Count the lines in the items below that contain the word "scooter", with case counting, and give only the number.
☆ ☆ ☆ ☆
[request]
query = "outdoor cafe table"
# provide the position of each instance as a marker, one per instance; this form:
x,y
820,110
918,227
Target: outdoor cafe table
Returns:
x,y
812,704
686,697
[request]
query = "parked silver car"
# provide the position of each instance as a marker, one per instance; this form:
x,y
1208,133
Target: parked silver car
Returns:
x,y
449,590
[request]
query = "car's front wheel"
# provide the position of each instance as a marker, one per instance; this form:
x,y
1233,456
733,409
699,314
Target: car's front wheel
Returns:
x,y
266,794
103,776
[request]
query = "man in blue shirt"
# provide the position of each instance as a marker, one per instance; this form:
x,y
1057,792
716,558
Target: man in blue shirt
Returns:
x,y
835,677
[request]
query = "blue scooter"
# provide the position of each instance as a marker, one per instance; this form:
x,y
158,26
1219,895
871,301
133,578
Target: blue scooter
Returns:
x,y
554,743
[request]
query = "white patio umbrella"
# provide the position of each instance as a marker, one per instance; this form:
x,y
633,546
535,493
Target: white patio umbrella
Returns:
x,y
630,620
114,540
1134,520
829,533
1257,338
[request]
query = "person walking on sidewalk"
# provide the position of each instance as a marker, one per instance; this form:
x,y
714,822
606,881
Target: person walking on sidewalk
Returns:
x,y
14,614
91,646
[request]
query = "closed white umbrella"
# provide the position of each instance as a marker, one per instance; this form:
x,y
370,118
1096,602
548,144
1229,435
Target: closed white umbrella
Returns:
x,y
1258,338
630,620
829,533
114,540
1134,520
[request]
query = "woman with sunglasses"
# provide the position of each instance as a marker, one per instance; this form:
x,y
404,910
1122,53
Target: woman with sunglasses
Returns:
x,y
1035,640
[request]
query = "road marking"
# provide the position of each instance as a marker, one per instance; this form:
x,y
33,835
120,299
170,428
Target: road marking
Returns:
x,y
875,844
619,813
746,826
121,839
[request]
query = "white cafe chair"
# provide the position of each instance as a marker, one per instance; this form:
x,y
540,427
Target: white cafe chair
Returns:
☆ ☆ ☆ ☆
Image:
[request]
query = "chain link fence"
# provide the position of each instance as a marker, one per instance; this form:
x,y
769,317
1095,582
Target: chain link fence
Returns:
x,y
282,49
☆ ☆ ☆ ☆
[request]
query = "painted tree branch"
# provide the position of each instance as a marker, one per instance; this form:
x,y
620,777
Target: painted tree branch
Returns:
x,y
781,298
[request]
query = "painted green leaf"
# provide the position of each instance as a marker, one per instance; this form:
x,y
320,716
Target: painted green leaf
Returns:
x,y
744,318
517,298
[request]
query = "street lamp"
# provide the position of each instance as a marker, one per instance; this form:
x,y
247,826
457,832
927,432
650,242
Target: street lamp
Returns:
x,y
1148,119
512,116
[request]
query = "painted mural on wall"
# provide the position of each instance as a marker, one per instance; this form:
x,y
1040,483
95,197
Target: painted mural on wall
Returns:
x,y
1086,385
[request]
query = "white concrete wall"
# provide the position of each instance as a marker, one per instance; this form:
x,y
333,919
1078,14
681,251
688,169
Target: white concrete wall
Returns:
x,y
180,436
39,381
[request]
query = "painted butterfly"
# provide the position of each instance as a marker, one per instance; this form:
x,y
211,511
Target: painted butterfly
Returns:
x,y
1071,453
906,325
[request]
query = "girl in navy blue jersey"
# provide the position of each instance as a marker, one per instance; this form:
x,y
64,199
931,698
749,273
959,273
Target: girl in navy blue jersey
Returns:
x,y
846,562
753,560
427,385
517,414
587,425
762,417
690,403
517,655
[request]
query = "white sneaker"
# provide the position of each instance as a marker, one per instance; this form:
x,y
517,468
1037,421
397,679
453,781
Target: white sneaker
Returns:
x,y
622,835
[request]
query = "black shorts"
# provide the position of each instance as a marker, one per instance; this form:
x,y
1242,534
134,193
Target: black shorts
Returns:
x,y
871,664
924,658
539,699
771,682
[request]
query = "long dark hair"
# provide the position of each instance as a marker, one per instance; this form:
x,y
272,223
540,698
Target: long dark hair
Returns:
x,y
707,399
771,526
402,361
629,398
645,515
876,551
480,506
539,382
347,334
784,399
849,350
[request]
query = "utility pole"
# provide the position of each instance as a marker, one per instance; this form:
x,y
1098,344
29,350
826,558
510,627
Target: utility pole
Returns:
☆ ☆ ☆ ☆
WORKED ANSWER - 2